### SELECTED EXCERPT
——————————

Extensive molecular evidence vs ridiculous theories

By: James V. Kohl | Published on: December 1, 2014

Mosquito Genomes Galore

Whole-genome sequences of 16 different mosquito species reveal rapid evolution and could inform malaria research.
By Ruth Williams | November 27, 2014
Excerpt: “…mosquitoes are rapidly evolving, exhibiting high degrees of gene gains, losses, shuffling, and even transmission between closely related species.”
It is the reports on rapid evolution of insects that continues to limit the usefulness of any theories about mutations and or natural selection of anything except food.
My comments (below) to The Scientist site include links to cited works that show how ridiculous the claims of evolutionary theorists and other pseudoscientists have become in the light of what is currently known about physics, chemistry, and the conserved molecular mechanisms of RNA-mediated cell type differentiation in vertebrates and invertebrates.
Both papers provide really powerful information on the evolution of different malaria mosquito species…
In the context of everything known about Feedback loops [that] link odor and pheromone signaling with reproduction, these papers can be combined with claims made in Multiple haplotype-resolved genomes reveal population patterns of gene and protein diplotypes.

——————————

Saved entries:
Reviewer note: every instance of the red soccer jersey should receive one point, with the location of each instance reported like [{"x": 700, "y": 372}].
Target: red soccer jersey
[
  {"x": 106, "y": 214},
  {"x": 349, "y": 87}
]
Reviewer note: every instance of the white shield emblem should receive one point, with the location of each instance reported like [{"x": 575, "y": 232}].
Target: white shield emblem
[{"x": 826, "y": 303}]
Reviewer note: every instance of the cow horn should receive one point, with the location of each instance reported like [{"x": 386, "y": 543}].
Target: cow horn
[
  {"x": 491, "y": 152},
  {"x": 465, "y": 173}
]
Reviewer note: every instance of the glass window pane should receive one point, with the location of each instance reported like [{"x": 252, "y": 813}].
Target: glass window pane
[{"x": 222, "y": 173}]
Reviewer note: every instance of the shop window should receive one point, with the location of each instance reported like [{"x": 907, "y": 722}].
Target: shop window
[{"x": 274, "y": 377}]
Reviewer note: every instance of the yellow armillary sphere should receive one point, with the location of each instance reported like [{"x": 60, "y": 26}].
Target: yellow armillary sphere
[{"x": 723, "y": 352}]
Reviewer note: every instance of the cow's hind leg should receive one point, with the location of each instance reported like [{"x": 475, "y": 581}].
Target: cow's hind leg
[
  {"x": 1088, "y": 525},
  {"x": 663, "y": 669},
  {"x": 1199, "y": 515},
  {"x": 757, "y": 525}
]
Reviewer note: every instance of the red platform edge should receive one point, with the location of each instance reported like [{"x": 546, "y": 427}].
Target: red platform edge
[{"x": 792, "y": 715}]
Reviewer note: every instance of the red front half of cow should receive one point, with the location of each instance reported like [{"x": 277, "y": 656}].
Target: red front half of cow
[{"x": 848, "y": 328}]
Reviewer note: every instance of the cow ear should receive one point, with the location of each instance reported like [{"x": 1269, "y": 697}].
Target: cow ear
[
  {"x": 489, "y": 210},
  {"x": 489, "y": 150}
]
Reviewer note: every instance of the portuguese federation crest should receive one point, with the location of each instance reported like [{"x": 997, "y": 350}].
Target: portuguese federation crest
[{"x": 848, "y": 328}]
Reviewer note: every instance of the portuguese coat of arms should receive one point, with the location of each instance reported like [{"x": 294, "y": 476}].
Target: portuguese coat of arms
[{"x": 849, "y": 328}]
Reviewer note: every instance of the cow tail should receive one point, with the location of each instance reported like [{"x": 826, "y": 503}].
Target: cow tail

——————————

### ACTIVITY
Continue the post on mosquito genomes from its last sentence. The items have no connection to the post on mosquito genomes.

### REPLY TO THE TASK
One need only remove the claims about mutations, which Fontaine et al and Neafsey et al did, and replace them with accurate representations of what nutrient-dependent RNA-directed DNA methylation and RNA-mediated events do in the context of amino acid substitutions that differentiate all cell types in all individuals of all species via their pheromone-controlled physiology of reproduction. See for examples: Nutrient-dependent/pheromone-controlled adaptive evolution: a model.
For information about biologically-based cause and effect in mosquitoes, see: Amino Acid Residues Contributing to Function of the Heteromeric Insect Olfactory Receptor Complex. Additional published works from Leslie Vosshall’s group also help others to eliminate mutations from the context of evolved biodiversity via information on the amino acids substitutions that differentiate cell types.
The conserved molecular mechanisms of cell type differentiation are bio-physically constrained by the chemistry of protein folding, which ensures that some nutrients lead to amino acid substitutions that stabilize the DNA in organized genomes and protect organized genomes against nutrient stress and social stress linked directly from ecological variation.
Nutrient stress and social stress have always been linked to mutations and pathology. We now see why they cannot be linked to increasing organismal complexity in any species. The mutations perturb protein folding.
For constrast, amino acid substitutions stabilize protein folding, which is how morphological and behavioral phenotypes change much more quickly than could ever be predicted in the context of evolutionary theory.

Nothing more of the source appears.